# WHAT NEEDS TO BE DONE:
Copy the data from the line that contains "the bull's hoof" to its last line, exactly, including both of those lines and leaving out everything before.

# MATERIAL FOR THIS TASK:
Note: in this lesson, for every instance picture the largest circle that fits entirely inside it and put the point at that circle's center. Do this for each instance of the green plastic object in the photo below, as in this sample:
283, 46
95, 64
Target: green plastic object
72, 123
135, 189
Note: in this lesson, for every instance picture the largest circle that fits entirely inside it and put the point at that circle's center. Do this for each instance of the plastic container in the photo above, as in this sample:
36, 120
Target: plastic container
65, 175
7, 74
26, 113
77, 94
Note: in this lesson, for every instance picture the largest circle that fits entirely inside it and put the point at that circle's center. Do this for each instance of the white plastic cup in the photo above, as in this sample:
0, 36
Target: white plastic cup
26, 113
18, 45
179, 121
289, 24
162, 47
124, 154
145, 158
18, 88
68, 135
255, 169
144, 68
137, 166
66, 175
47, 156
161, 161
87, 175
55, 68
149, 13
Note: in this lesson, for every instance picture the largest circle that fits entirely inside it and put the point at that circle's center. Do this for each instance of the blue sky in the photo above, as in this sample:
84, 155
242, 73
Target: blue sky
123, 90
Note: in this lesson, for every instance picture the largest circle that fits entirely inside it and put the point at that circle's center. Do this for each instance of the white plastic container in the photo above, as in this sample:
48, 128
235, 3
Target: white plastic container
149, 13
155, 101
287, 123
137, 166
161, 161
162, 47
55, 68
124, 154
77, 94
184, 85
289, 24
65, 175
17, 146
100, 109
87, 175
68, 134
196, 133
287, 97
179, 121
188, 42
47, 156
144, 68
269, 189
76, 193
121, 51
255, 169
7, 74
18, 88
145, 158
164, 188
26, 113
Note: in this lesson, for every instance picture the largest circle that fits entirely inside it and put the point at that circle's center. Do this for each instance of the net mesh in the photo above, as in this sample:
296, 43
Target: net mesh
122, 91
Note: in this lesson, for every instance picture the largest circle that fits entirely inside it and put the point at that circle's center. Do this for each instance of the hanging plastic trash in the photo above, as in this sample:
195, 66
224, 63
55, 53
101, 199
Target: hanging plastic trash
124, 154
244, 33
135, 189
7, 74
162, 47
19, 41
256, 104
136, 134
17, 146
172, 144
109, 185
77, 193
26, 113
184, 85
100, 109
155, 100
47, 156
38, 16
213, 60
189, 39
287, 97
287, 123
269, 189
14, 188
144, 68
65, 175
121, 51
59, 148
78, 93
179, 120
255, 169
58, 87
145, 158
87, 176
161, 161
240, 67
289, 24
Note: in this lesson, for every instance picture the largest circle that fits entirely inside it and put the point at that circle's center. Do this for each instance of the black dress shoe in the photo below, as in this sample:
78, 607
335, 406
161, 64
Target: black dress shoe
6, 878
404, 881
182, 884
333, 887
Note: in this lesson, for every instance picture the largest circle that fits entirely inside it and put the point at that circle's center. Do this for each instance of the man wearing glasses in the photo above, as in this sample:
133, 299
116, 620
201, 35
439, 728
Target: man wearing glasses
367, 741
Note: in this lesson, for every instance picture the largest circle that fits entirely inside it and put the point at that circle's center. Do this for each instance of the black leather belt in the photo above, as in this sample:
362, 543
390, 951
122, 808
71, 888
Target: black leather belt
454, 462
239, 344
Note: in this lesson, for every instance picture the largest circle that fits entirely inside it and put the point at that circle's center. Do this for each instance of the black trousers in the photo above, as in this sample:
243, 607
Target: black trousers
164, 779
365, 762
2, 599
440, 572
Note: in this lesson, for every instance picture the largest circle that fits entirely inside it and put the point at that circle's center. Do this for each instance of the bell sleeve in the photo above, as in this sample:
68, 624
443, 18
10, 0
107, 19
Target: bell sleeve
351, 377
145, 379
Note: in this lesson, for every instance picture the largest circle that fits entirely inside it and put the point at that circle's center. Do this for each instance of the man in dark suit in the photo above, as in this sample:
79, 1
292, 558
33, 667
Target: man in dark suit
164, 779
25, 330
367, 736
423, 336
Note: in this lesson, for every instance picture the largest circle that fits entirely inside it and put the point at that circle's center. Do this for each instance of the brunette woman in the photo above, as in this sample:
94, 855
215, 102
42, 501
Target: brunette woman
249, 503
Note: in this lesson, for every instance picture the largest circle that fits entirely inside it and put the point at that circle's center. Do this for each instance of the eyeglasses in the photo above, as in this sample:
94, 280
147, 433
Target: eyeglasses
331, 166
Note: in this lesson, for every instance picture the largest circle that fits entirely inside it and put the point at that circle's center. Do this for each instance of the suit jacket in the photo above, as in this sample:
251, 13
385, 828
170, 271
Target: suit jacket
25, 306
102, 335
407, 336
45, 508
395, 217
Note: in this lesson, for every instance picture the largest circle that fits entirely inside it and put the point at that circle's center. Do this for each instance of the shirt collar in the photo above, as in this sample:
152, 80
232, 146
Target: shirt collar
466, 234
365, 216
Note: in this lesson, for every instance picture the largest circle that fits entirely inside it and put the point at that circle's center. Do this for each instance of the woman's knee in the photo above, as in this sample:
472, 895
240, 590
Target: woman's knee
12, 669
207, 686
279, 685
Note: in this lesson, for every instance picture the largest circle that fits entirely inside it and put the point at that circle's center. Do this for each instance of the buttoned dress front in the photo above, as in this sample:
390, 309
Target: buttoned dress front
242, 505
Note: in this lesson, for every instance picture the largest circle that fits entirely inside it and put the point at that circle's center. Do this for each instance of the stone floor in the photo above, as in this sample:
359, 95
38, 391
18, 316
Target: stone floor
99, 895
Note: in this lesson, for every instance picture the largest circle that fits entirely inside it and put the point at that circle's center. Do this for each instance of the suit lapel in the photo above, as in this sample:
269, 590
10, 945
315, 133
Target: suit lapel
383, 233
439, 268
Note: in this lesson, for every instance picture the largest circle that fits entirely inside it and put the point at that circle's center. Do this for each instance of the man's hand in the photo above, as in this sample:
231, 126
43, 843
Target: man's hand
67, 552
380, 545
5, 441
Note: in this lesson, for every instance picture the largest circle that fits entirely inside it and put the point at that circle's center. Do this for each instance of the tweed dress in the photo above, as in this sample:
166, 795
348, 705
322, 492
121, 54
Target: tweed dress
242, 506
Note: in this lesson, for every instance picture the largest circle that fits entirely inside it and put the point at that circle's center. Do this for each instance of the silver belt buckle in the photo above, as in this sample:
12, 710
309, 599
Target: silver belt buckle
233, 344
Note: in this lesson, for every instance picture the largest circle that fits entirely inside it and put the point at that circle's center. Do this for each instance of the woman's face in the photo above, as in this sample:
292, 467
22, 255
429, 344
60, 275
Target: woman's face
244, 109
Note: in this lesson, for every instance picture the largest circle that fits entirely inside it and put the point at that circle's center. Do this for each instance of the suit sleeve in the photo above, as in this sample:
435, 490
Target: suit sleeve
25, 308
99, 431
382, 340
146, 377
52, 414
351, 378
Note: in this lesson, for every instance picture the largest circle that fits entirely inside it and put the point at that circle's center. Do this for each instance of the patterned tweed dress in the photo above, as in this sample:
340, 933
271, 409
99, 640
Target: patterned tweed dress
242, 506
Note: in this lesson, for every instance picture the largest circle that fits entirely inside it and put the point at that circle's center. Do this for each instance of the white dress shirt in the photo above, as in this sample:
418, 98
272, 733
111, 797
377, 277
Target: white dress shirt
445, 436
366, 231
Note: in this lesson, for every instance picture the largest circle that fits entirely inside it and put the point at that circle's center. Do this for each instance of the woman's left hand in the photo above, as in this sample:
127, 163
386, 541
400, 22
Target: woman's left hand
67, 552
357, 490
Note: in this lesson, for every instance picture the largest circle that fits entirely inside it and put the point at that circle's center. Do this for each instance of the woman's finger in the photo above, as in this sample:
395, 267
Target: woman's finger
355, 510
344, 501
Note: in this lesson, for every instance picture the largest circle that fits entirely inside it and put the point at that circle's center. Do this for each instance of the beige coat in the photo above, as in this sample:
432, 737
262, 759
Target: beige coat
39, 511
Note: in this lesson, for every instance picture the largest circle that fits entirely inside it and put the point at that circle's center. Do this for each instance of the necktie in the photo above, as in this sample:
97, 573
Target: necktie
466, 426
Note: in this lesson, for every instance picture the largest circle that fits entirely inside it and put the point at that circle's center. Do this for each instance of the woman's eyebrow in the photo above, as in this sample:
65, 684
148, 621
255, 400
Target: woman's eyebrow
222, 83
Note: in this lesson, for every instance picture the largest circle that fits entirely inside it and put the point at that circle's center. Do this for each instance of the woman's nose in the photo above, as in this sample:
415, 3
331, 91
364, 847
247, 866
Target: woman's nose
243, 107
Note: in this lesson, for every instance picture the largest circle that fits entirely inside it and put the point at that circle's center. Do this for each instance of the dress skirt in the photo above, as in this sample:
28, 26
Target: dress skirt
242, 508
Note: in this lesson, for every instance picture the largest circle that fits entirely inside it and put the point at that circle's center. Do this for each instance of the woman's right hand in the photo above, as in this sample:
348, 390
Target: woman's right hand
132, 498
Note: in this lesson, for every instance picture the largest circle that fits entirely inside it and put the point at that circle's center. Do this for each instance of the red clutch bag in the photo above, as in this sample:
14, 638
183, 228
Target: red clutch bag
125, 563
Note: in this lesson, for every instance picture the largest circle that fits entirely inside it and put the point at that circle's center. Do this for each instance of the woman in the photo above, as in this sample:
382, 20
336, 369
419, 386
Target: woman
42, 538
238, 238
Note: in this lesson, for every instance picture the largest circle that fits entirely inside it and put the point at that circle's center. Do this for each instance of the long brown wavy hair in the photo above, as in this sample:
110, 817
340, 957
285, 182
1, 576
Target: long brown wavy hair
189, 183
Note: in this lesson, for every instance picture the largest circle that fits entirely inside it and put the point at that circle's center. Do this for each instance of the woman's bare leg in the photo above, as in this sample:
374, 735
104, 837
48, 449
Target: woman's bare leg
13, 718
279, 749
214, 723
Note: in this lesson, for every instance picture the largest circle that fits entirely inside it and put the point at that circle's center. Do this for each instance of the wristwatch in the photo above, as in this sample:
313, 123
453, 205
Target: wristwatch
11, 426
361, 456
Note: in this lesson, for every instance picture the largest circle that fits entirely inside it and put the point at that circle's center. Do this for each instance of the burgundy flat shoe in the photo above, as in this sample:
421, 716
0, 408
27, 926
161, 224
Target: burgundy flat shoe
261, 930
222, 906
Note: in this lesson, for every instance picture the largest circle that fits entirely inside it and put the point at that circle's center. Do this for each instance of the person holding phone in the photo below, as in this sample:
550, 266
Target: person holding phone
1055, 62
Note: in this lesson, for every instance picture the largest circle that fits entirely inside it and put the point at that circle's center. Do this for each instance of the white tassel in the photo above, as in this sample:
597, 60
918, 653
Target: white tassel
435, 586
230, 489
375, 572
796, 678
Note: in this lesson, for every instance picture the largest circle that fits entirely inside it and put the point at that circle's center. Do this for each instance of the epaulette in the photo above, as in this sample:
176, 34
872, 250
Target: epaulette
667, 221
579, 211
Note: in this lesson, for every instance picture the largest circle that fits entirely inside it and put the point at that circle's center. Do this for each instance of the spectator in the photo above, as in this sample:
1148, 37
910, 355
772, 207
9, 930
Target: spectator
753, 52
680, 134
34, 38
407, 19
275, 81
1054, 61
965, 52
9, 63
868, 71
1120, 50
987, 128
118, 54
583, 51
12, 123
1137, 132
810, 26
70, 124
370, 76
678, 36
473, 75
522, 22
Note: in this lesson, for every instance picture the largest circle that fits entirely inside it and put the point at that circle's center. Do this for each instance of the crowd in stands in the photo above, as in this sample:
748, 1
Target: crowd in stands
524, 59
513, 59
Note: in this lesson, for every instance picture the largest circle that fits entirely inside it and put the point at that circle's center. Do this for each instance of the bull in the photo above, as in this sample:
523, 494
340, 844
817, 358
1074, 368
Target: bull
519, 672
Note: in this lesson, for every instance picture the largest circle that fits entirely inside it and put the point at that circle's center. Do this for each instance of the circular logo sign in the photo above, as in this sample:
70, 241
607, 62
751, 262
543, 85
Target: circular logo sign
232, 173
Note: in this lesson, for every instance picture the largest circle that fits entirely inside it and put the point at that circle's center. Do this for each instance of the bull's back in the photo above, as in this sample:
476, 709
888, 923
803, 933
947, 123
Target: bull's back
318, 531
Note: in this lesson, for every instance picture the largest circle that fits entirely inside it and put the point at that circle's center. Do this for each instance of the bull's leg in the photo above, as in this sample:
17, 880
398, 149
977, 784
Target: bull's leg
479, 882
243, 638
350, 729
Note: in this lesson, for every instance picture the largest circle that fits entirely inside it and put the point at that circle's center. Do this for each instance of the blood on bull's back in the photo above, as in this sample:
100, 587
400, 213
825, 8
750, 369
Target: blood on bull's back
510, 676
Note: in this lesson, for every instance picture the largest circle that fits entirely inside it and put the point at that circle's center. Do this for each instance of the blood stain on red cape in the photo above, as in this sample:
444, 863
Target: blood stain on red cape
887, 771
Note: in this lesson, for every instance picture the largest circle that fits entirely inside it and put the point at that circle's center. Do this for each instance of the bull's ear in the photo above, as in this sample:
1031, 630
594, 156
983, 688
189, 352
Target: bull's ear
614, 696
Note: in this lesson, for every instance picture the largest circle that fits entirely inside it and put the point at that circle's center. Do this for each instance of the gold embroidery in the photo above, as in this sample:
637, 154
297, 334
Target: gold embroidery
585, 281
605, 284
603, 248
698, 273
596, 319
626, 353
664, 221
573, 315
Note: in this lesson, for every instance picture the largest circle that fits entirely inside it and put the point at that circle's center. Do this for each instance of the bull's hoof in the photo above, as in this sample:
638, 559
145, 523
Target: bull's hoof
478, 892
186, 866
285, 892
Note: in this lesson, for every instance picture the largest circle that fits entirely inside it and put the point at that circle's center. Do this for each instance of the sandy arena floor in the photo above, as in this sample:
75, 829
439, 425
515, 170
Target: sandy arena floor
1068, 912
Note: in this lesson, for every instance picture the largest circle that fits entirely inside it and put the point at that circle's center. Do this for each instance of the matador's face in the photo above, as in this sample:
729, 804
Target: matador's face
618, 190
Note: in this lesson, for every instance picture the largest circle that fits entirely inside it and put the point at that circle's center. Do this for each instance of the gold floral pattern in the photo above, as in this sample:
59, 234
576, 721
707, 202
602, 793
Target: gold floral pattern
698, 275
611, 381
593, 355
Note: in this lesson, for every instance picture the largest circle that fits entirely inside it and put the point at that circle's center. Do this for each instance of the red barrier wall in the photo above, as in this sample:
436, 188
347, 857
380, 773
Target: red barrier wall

# RESPONSE BELOW:
Note: in this lesson, for every instance picture the largest circle that fits entirely inside it and put the point at that circle's center. Do this for each instance of the bull's hoof in the photo above, as in this sample:
638, 559
145, 523
Target: bull's hoof
478, 892
186, 866
285, 892
Note: in this lesson, for every instance picture the largest circle that fits entirely inside it and put the point at that circle's center. Do this for each instance of the sandy arena floor in the photo above, as in this sample:
75, 829
439, 425
515, 170
Target: sandy arena floor
1068, 912
Note: in this lesson, for every instance picture the largest circle that fits entirely inside it and put the point at that circle's center. Do this for each instance of the matador's face in the photo above, as in this sample:
729, 804
Target: matador's face
618, 190
Note: in this lesson, for every instance picture the largest circle that fits entirely inside it and put the point at that circle's center. Do this for each instance of the gold floral pattern in the photo above, as in this sample:
59, 234
576, 721
707, 202
602, 793
Target: gold floral pattern
698, 275
611, 381
593, 355
Note: in this lesson, for every instance picture the largest circle that fits entirely inside it and put the point at that circle's center. Do this for each instance of the red barrier wall in the photo above, as in this sample:
436, 188
347, 857
380, 773
Target: red barrier wall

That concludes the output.